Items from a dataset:
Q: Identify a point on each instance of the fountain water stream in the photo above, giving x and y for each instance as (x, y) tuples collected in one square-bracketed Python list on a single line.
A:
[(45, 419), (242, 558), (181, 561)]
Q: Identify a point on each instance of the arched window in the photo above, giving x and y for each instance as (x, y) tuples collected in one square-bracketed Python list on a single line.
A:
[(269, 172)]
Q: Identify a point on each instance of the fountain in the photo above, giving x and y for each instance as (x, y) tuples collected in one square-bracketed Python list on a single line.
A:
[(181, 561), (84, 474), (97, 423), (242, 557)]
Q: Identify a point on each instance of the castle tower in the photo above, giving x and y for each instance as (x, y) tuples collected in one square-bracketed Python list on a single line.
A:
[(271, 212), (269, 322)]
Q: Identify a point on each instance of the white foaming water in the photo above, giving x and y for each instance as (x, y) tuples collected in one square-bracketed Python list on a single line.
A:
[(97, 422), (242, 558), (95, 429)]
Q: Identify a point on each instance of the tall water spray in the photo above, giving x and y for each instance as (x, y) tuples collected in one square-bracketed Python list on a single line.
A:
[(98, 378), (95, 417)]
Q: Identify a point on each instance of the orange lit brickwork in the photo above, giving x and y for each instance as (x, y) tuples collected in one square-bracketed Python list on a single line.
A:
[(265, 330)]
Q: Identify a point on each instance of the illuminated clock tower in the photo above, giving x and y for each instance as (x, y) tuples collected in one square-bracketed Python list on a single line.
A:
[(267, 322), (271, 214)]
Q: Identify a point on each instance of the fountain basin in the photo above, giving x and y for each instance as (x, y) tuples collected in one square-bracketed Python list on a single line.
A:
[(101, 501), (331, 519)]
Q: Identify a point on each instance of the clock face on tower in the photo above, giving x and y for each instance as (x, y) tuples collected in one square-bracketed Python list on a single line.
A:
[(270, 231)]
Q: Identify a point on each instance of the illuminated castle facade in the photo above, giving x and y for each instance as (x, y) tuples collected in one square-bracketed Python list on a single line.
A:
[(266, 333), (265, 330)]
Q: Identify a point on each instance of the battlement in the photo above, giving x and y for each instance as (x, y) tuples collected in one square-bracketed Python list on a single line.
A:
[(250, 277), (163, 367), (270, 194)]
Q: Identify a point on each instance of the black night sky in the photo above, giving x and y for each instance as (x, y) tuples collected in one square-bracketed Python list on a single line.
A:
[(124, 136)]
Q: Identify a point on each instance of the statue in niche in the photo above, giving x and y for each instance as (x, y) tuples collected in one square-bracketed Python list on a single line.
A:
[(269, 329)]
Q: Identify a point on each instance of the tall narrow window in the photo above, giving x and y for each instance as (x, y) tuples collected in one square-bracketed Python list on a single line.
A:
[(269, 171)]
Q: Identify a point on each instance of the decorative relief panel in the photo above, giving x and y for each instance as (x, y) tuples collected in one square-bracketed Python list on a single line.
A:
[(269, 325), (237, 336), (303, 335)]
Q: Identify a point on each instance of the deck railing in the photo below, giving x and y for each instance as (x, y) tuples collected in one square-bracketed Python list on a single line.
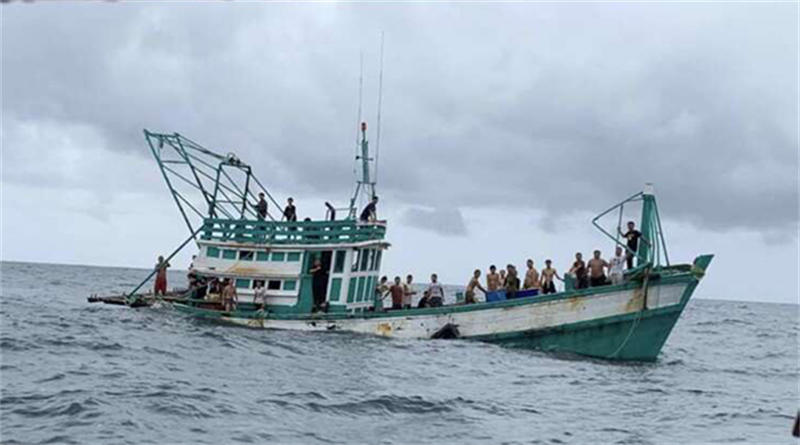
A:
[(300, 232)]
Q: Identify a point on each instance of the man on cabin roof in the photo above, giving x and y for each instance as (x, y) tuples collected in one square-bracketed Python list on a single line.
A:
[(474, 282), (632, 235), (370, 212), (261, 207), (408, 292), (531, 277), (549, 273), (398, 291), (492, 279), (616, 266), (512, 281), (290, 212), (161, 276), (435, 292), (578, 270), (597, 267)]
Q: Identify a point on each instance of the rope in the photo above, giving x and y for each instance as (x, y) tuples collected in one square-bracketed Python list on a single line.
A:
[(638, 317)]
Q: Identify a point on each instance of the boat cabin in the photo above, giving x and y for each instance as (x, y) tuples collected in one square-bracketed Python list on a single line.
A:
[(280, 254)]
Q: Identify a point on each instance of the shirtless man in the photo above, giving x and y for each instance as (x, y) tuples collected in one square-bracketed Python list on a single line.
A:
[(469, 295), (578, 270), (397, 290), (382, 289), (511, 282), (548, 273), (492, 279), (531, 277), (597, 267), (408, 292), (229, 297), (616, 266)]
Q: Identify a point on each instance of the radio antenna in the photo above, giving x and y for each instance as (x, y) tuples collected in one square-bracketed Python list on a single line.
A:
[(360, 98), (378, 128)]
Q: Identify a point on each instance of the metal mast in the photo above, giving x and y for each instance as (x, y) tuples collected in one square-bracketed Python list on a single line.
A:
[(364, 184)]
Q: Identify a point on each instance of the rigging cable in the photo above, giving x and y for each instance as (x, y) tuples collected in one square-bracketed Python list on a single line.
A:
[(378, 128)]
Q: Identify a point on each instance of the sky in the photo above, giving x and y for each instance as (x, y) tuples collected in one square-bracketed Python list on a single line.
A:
[(505, 127)]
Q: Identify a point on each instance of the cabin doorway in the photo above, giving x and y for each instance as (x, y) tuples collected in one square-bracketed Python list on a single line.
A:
[(321, 290)]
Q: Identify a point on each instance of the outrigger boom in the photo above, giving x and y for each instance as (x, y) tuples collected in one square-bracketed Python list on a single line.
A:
[(626, 321)]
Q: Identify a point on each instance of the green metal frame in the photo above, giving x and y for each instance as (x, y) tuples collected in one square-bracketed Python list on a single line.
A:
[(364, 184), (296, 232), (654, 247), (227, 185)]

YOUR GOAL: Write out the rows again, starting with the line containing "Q: Identify a point on each instance of the black" and going on through the line containing "[(124, 136)]", swapping "night sky" for "evening sky" and leaving everything else unchanged.

WRITTEN RESPONSE:
Q: Identify a point on each instance of the black evening sky in the photo above, giving x and y for each instance as (x, y) tuples collected in one square-bracketed Python list on a single line.
A:
[(124, 136)]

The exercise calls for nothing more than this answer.